## READING TEXT
******
Being a mom is boring. Its just lame. Its not interesting. It is about as exciting as watching paint dry. And before you start commenting up a storm about how untrue this is, how mothers are unsung heroes and need all the props in the world – well, I actually wholeheartedly agree with you. But still, in the eyes of the world, when a mother starts talking about her day, said world’s eyes glaze right over. And you know I’m right.

Here’s the irony. While a mother’s day might be considered lame, it is actually fast paced and filled with action.  A typical day might include learning how to change a poopy diaper while using every one of your limbs to pin that child so they don’t get up or take a swipe at something they shouldn’t. Or how about making 2 lunches at the same time while piercing shrieks are directed right at you. Cold sweat anyone? Or many don’t realize that mothers play goalie many afternoons, keeping balls from rolling into streets or going over fences. Or try shopping with kids. You want excitement? I’ll give you excitement.

But when a friend or family member or even someone who does technically care very much asks you “How was your day?” Just try and rehash what you did. Try and explain how tough that poopy diaper was. How many times you had to put your two year old back into time out. How you had to pick grapes out of the speaker. No matter what adventure you had been on that day that challenged you to your wits end, one thing remains true…

It’s boring.

Yup, rehashing a mother’s day just does not get anyone’s pulse racing. I don’t know why but its the truth. Its as if something is lost in translation.

“And you should have seen him, writhing around, I had each of my feet pinning his legs and the wipes in one hand and I was leaning on his body, he kicked me once in the head (luckily the bleeding wasn’t too bad) BUT I got it all, I got ALL the poop off his ass! Amazing, huh?”

*Crickets*

Boring. Lame.  It’s not interesting.
******
## LISTED ENTRIES
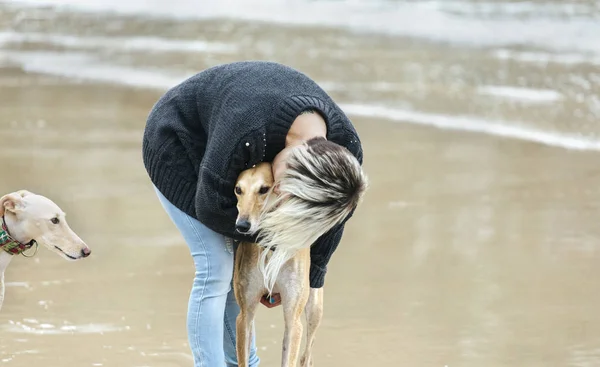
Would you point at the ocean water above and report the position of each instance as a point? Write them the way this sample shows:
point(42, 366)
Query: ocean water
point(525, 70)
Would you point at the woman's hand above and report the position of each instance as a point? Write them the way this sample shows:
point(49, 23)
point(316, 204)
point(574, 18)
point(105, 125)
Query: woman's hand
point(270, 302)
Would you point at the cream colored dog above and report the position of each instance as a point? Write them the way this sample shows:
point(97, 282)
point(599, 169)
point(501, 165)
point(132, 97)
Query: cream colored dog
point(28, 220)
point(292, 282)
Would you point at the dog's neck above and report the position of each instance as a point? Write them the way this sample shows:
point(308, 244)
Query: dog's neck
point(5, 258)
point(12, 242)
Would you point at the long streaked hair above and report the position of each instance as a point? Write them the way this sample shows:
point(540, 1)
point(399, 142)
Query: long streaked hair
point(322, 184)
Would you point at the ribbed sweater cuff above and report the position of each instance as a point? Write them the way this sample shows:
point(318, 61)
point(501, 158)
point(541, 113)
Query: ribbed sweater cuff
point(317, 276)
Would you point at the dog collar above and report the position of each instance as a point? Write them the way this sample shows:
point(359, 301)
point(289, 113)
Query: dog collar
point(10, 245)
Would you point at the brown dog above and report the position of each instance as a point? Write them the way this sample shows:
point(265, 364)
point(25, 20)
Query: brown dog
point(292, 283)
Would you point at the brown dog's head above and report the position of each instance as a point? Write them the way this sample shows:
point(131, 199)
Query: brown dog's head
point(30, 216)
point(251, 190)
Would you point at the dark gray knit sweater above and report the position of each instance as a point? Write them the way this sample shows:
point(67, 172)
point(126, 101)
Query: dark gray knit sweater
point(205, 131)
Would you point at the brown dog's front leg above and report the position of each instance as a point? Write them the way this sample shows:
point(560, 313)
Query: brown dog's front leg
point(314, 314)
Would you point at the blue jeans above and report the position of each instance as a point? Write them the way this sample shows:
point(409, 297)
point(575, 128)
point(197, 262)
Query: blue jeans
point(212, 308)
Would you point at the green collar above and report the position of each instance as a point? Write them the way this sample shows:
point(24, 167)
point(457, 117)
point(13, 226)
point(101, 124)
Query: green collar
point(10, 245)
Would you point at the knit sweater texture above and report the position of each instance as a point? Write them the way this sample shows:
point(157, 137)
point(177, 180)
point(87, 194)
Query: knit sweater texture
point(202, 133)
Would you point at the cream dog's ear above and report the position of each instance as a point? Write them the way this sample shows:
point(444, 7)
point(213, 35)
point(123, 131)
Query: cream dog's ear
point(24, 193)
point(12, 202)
******
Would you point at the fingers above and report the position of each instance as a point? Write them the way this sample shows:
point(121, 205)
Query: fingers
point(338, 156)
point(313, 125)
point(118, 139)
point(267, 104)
******
Reproduce everything in the essay on motherhood from "But when a friend" down to "lost in translation.".

But when a friend or family member or even someone who does technically care very much asks you “How was your day?” Just try and rehash what you did. Try and explain how tough that poopy diaper was. How many times you had to put your two year old back into time out. How you had to pick grapes out of the speaker. No matter what adventure you had been on that day that challenged you to your wits end, one thing remains true…

It’s boring.

Yup, rehashing a mother’s day just does not get anyone’s pulse racing. I don’t know why but its the truth. Its as if something is lost in translation.